■ Written task
In the lines below, swap "photo" for "image" everywhere and reproduce all of them with nothing else changed, leaving out the pictures.

··· Records provided

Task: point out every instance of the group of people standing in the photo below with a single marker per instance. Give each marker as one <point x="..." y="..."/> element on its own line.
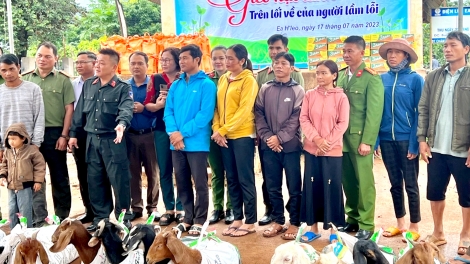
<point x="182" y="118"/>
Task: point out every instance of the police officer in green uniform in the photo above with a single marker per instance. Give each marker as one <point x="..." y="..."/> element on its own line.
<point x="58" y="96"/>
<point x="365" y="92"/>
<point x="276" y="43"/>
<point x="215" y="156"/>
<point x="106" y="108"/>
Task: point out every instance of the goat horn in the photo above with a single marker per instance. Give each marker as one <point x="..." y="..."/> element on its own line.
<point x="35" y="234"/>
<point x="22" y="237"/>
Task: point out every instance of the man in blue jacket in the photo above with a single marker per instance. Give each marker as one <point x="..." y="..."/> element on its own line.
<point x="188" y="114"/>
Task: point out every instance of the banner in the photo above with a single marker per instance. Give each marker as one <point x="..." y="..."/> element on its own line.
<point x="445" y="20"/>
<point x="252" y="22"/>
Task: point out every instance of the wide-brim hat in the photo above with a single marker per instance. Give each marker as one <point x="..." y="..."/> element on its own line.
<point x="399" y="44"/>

······

■ Solved problem
Task: point out every instance of the group of people standing in the image below with a single marker per instance. Give each marker as one <point x="..." y="..."/> element on its own line.
<point x="182" y="118"/>
Task: point out every instance of the police officer in green uniform in the image above with a single marker per instance. Give each marker as one <point x="..." y="..."/> element on its own line.
<point x="58" y="96"/>
<point x="365" y="92"/>
<point x="276" y="43"/>
<point x="215" y="156"/>
<point x="106" y="108"/>
Task: point out every instance of the goat horn in the image above with a single marker per instance. Give each marker as one <point x="..." y="..."/> element on its own line.
<point x="35" y="234"/>
<point x="22" y="237"/>
Task: point out every instance of the man in blue jacket in the image above with a single marker per instance. Give each marker as one <point x="..." y="..."/> element on its own line.
<point x="188" y="114"/>
Task: point out every instance of the banner in the image above with a single marker per instance. Give each marker as one <point x="..." y="..."/> element on its own line.
<point x="445" y="20"/>
<point x="252" y="22"/>
Task: point out every instance of the wide-brim hat in the image above with a single marker per instance. Give each marker as one <point x="..." y="..."/> element on its own line.
<point x="399" y="44"/>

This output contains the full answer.